All of the records are to be reproduced exactly.

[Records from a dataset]

%%

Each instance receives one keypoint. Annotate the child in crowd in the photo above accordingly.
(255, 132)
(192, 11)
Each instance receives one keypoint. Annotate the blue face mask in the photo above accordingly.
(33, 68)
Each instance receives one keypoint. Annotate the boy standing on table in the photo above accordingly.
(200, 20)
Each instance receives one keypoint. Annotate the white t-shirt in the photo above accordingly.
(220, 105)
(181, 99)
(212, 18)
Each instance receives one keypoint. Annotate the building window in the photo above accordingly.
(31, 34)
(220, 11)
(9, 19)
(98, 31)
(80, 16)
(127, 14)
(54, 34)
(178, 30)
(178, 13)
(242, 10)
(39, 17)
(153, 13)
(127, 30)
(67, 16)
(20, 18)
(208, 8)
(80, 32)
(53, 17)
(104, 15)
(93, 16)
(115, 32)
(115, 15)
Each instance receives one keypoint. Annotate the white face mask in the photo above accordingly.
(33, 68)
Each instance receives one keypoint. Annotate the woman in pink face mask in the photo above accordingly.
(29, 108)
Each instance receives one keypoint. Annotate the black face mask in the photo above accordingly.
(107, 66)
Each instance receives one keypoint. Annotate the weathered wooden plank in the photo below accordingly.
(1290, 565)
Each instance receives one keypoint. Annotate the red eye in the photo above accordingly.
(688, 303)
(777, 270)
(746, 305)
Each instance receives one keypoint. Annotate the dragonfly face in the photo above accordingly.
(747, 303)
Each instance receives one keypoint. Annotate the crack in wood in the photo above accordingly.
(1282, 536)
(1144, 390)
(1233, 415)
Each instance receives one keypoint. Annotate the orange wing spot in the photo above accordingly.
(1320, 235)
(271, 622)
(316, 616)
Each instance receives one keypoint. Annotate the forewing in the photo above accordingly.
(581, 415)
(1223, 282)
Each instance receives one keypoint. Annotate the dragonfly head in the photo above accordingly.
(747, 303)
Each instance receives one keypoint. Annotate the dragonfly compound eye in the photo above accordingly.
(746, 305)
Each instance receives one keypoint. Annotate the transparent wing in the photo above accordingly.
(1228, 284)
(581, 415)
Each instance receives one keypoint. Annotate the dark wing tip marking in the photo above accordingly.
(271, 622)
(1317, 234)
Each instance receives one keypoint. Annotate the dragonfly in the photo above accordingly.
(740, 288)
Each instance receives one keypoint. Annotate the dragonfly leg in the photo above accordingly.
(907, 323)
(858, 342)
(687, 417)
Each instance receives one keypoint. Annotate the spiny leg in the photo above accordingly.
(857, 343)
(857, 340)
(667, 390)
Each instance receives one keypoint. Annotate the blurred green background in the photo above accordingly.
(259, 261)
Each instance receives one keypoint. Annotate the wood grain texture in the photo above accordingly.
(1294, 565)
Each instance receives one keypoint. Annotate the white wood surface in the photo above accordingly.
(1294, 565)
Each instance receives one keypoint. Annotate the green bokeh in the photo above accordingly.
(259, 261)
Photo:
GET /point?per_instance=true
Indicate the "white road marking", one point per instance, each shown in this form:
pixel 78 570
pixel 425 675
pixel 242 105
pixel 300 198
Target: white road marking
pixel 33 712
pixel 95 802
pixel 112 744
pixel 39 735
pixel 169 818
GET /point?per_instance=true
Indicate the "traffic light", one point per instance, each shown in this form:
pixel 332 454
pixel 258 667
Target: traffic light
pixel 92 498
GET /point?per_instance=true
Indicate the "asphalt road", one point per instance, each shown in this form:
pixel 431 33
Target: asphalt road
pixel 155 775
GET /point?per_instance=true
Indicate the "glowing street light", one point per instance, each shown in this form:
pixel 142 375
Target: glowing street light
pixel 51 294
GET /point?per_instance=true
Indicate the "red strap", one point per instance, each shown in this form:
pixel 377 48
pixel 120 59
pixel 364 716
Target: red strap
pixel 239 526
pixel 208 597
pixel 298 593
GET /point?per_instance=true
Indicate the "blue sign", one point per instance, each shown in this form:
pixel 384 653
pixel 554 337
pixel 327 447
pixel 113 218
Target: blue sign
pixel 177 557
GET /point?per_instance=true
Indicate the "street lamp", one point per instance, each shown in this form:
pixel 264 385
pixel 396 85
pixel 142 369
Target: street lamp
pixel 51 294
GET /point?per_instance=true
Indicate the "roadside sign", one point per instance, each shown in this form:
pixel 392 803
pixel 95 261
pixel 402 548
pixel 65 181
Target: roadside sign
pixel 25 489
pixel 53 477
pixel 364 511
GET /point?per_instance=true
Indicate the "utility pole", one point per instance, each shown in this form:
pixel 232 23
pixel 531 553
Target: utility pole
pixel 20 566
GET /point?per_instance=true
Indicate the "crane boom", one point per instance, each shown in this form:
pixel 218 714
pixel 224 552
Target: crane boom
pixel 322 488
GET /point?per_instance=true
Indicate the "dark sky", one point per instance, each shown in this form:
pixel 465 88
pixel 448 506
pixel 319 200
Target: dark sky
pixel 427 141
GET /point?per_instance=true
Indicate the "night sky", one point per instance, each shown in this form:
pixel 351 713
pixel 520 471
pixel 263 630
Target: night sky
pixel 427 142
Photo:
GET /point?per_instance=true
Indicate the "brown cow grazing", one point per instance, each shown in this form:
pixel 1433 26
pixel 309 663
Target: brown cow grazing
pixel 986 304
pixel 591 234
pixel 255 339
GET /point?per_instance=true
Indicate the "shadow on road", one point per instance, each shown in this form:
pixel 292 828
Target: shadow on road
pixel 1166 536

%%

**TASK SOLUTION**:
Each instance receives one keypoint. Annotate the child in crowd in the photo above accordingly.
(255, 132)
(192, 11)
Each instance receives one keypoint. Annotate the blue face mask in the photo above accordingly.
(33, 68)
Each instance receives one keypoint. Annotate the boy standing on table in the photo above accordingly.
(200, 20)
Each instance receives one keypoint. Annotate the white t-shirt in the photo above accordingly.
(220, 105)
(181, 99)
(212, 18)
Each instance receives one keypoint. Annotate the building window in the photo above accordingly.
(31, 34)
(220, 11)
(9, 19)
(98, 31)
(80, 16)
(127, 14)
(54, 34)
(178, 30)
(178, 13)
(242, 10)
(39, 17)
(153, 13)
(127, 30)
(67, 16)
(20, 18)
(208, 8)
(80, 32)
(53, 17)
(104, 15)
(93, 16)
(115, 32)
(115, 15)
Each instance receives one keypoint. Annotate the white face mask in the photo above accordingly.
(33, 68)
Each instance receives one keypoint. Annotate the woman in pink face mask in the photo above accordingly.
(29, 108)
Each instance receives one keypoint. Annotate the black face mask in the photo above accordingly.
(107, 66)
Each instance receives one keypoint. Annotate the weathered wooden plank in the photo below accordingly.
(1290, 565)
Each instance receives one keypoint. Annotate the red eye in the photo above accordingly.
(688, 303)
(777, 270)
(746, 305)
Each instance receives one keypoint. Annotate the dragonfly face in the photo above accordingly.
(747, 303)
Each instance receives one keypoint. Annotate the crack in wood in the photo above accordingly.
(1282, 536)
(1144, 390)
(1233, 415)
Each instance receives one keypoint. Annotate the orange wing spot in the photo above accordingly.
(1320, 235)
(271, 622)
(316, 616)
Each instance receives one keypoint. Annotate the forewing in the photo above accordingly.
(581, 415)
(1223, 282)
Each instance receives one keypoint. Annotate the dragonfly head in the photo above accordingly.
(747, 303)
Each instance receives one keypoint. Annotate the dragonfly compound eye in the photo above accordingly.
(746, 305)
Each instance receives one keypoint. Annotate the transparent wing in the photo above accordingly.
(1228, 284)
(581, 415)
Each instance receives one keypoint. Annotate the dark wing tip marking in the photo above accordingly.
(271, 622)
(1317, 234)
Each instance receives one keypoint. Annotate the dragonfly in the photo above accordingly.
(740, 288)
Each instance receives one keypoint. Annotate the dragonfly leg in the photo above accordingly.
(907, 323)
(858, 342)
(687, 417)
Each instance receives one keypoint. Annotate the spiny leg in the photo above accordingly.
(857, 343)
(857, 340)
(667, 390)
Each instance receives one keypoint. Annotate the blurred green background in the photo above accordingly.
(259, 261)
Each instance receives one keypoint. Annotate the wood grain texture in the photo above accordingly.
(1294, 565)
Each instance receives one keypoint. Annotate the white wood surface in the photo above accordingly.
(1294, 565)
Each instance receives one keypoint. Annotate the green bokeh in the photo above accordingly.
(259, 261)
Photo:
GET /point?per_instance=true
Indicate the "white road marking", one point per instance, each shown in this form:
pixel 78 570
pixel 425 675
pixel 242 105
pixel 300 198
Target: white road marking
pixel 33 712
pixel 95 802
pixel 112 744
pixel 39 735
pixel 169 818
GET /point?per_instance=true
Indicate the "traffic light", one point per instance, each shown in this form:
pixel 332 454
pixel 258 667
Target: traffic light
pixel 92 498
GET /point?per_instance=true
Indicate the "asphalt road", one point per instance, each shown in this form:
pixel 431 33
Target: asphalt road
pixel 155 775
GET /point?per_instance=true
Indicate the "glowing street light", one point per instance, each shown in this form:
pixel 142 375
Target: glowing street light
pixel 51 294
GET /point?per_instance=true
Indicate the "red strap", one point per instance, each shown in this form:
pixel 377 48
pixel 120 59
pixel 364 716
Target: red strap
pixel 239 526
pixel 208 597
pixel 298 593
GET /point?per_instance=true
Indicate the "blue sign", one point per instance, each shown in this form:
pixel 384 653
pixel 554 337
pixel 327 447
pixel 113 218
Target: blue sign
pixel 177 557
GET /point?per_instance=true
Indicate the "street lamp", one point per instance, each shown in this form:
pixel 264 385
pixel 396 85
pixel 142 369
Target: street lamp
pixel 51 294
GET /point?per_instance=true
Indicate the "roadside sign", one point per instance, each shown in this form:
pixel 392 803
pixel 95 261
pixel 402 548
pixel 65 181
Target: roadside sign
pixel 25 489
pixel 53 477
pixel 364 511
GET /point?per_instance=true
Indicate the "utility pole", one point per instance, each shown in this form:
pixel 232 23
pixel 531 553
Target: utility pole
pixel 20 566
GET /point?per_instance=true
Indicate the "crane boom", one point per instance, each shown in this form:
pixel 218 714
pixel 224 552
Target: crane boom
pixel 322 488
GET /point?per_instance=true
Indicate the "dark sky", one point per instance, each shown in this form:
pixel 465 88
pixel 448 506
pixel 319 200
Target: dark sky
pixel 427 141
GET /point?per_instance=true
Indicate the "night sky", one point per instance, each shown in this form:
pixel 351 713
pixel 520 471
pixel 263 630
Target: night sky
pixel 427 142
Photo:
GET /point?per_instance=true
Indicate the "brown cow grazing", one point per instance, each shown in this form:
pixel 1433 26
pixel 309 663
Target: brown cow grazing
pixel 986 304
pixel 591 234
pixel 255 339
GET /point?per_instance=true
Indicate the "shadow on road", one point per instance, each shown in this form:
pixel 292 828
Target: shadow on road
pixel 1166 536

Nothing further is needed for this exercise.